TO DO: Take the entries below and print all of them exactly, please.

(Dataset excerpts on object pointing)
——————————
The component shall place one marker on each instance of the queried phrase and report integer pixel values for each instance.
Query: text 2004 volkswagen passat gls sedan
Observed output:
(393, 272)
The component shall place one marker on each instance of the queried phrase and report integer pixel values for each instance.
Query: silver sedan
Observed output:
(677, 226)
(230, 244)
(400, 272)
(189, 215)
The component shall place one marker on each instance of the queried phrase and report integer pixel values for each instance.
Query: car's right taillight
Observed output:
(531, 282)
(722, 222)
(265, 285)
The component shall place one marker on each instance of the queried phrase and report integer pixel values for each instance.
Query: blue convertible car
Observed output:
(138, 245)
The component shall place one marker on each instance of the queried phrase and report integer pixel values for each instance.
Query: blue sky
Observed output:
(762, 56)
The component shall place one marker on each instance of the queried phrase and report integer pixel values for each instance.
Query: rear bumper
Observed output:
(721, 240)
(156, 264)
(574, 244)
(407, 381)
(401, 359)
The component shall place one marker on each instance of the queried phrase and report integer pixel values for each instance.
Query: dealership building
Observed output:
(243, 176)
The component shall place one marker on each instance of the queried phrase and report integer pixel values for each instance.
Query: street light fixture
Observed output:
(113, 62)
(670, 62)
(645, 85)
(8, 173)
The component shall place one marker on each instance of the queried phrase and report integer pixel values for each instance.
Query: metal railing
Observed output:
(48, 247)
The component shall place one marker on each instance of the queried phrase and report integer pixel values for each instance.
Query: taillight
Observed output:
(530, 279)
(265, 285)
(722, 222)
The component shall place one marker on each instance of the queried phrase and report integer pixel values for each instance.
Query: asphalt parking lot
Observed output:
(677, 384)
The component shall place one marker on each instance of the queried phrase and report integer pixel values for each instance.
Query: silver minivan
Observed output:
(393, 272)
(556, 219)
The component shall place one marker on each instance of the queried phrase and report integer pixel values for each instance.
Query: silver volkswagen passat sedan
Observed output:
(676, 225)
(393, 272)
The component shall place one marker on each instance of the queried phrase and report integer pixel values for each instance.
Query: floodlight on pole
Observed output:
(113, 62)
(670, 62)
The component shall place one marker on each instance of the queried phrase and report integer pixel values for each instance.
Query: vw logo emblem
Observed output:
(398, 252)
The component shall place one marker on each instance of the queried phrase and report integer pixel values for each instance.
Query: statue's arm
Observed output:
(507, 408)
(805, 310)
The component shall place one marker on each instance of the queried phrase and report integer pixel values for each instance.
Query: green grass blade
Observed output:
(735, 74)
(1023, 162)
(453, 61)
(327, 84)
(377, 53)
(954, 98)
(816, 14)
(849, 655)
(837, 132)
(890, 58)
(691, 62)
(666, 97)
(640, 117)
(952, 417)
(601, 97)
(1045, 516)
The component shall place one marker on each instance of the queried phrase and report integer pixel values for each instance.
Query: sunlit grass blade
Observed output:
——————————
WRITTEN ANSWER:
The component shall place one marker on each instance of the queried phrase and report integer pixel values for each instance.
Query: text 2004 volkswagen passat gls sedan
Observed output:
(393, 272)
The component shall place one marker on each instance of the queried phrase and report integer pixel values for each instance.
Query: silver sedan
Observed output:
(677, 226)
(230, 244)
(400, 272)
(189, 215)
The component shall place one marker on each instance of the queried phrase and report integer pixel values for each instance.
Query: car's right taillight
Observed output:
(531, 282)
(722, 222)
(265, 285)
The component shall place one marker on each instance of the queried phrase and report integer pixel values for each instance.
Query: blue convertible car
Observed output:
(138, 245)
The component shall place one marker on each instance of the queried phrase and report integer pixel values for each instance.
Query: blue sky
Observed output:
(762, 56)
The component shall place one marker on each instance of the queried phrase and report integer pixel values for each instance.
Query: rear bumper
Observed output:
(721, 240)
(156, 264)
(574, 244)
(407, 381)
(401, 359)
The component shall place one marker on each instance of the queried phrase and report integer pixel values for each instance.
Query: dealership building
Observed output:
(243, 176)
The component shall place one marker on each instance of the queried phrase and report integer pixel values for each instance.
Query: street light fixture
Observed output:
(113, 62)
(670, 62)
(645, 85)
(8, 173)
The component shall place one marker on each instance of the queried phrase and report integer pixel values for each instance.
Query: metal railing
Observed output:
(48, 247)
The component shall place one marker on each instance of the queried phrase and report integer pixel values for each instance.
Query: taillight
Observed output:
(530, 279)
(265, 285)
(722, 222)
The component shall place one marker on each instance of the queried phrase and report integer pixel values for each instance.
Query: asphalt parking lot
Observed output:
(677, 384)
The component shall place one marker on each instance of the queried phrase and report integer pixel values for each instance.
Query: silver minivan
Observed output:
(393, 272)
(556, 219)
The component shall place one marker on each instance of the queried phrase and report integer pixel values for each instance.
Query: silver volkswagen passat sedan
Observed output:
(676, 225)
(393, 272)
The component shall place one marker on each instance of the queried phrase and report integer pixel values for each instance.
Query: floodlight on pole
Observed output:
(113, 62)
(670, 62)
The component shall place one marker on each instance of the queried phrase and report integer pixel values for each instance.
Query: vw logo emblem
Observed output:
(398, 252)
The component shall place one marker on each instance of the queried phrase and report integer pixel values for each instance.
Query: statue's arm
Observed output:
(507, 408)
(805, 310)
The component shall place one marker on each instance of the queried phrase and report integer pixel values for each instance.
Query: green grass blade
Observed output:
(735, 74)
(1023, 162)
(453, 61)
(327, 84)
(377, 53)
(954, 98)
(816, 14)
(849, 655)
(837, 132)
(890, 58)
(691, 62)
(666, 97)
(640, 117)
(952, 417)
(601, 97)
(1045, 516)
The component shall place one marker on each instance of the queried phrase and report integer pixel values for each instance.
Query: sunlit grass blade
Observed output:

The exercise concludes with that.